What is needed —
For the records below, output word for word the lines from the one with "Target = reflection on water" up to and including the one with "Target = flower petal". No pictures.

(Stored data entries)
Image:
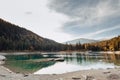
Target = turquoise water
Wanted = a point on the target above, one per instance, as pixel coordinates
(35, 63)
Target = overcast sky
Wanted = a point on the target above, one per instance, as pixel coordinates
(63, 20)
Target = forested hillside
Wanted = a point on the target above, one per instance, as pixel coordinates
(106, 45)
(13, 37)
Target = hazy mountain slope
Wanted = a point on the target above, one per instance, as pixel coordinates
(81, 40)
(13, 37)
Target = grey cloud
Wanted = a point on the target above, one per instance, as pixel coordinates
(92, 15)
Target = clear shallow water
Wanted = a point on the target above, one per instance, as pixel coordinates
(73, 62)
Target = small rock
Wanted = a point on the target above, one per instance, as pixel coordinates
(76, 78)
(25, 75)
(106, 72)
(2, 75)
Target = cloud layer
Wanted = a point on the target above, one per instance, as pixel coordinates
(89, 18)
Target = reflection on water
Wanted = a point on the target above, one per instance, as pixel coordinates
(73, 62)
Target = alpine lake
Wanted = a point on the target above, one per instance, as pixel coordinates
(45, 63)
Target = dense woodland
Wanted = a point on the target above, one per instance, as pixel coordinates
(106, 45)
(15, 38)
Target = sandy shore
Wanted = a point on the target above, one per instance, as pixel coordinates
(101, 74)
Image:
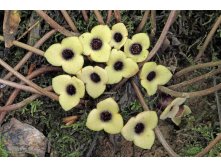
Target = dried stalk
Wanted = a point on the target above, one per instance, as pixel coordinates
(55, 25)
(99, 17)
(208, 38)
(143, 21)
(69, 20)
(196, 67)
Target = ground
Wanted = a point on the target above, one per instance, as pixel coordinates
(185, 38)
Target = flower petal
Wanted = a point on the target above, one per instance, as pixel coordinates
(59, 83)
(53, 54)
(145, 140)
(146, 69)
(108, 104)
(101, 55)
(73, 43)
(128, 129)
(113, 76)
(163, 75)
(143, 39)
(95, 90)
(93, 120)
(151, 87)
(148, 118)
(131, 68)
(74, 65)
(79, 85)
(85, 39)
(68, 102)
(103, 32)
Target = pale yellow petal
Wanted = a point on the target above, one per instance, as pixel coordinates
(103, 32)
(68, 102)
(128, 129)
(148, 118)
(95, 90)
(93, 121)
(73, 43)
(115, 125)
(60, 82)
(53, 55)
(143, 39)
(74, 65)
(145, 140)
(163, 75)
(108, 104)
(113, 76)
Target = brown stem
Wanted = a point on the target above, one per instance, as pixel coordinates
--
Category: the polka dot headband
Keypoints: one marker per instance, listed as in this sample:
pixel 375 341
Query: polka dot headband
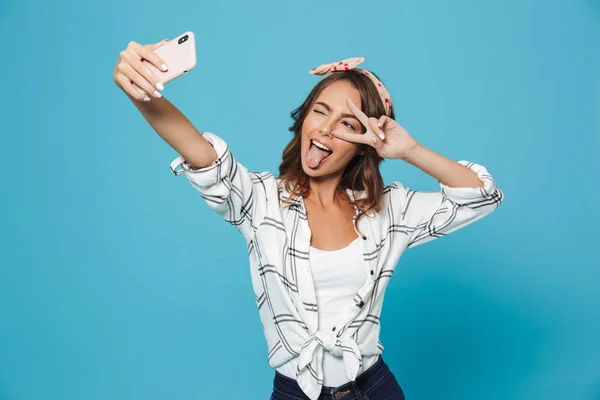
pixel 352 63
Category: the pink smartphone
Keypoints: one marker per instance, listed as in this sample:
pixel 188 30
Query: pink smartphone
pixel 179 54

Expected output —
Target = reflection on water
Wanted = a point on the target above, one per instance, as pixel coordinates
(73, 62)
Target = alpine lake
Wanted = a point on the target above, one per instance, as pixel coordinates
(45, 63)
Target = dense woodland
Wanted = a point on the target above, one per instance, as pixel coordinates
(106, 45)
(15, 38)
Target = sandy shore
Wanted = a point on the target above, one per instance, as pixel coordinates
(101, 74)
Image:
Target = dried stalk
Wanted = a point on the target above, one per instance, as pixel coordinates
(55, 25)
(99, 17)
(208, 38)
(143, 21)
(69, 20)
(196, 67)
Target = ground
Wanted = a point on the target above, one per instance, as pixel coordinates
(185, 38)
Target = flower petal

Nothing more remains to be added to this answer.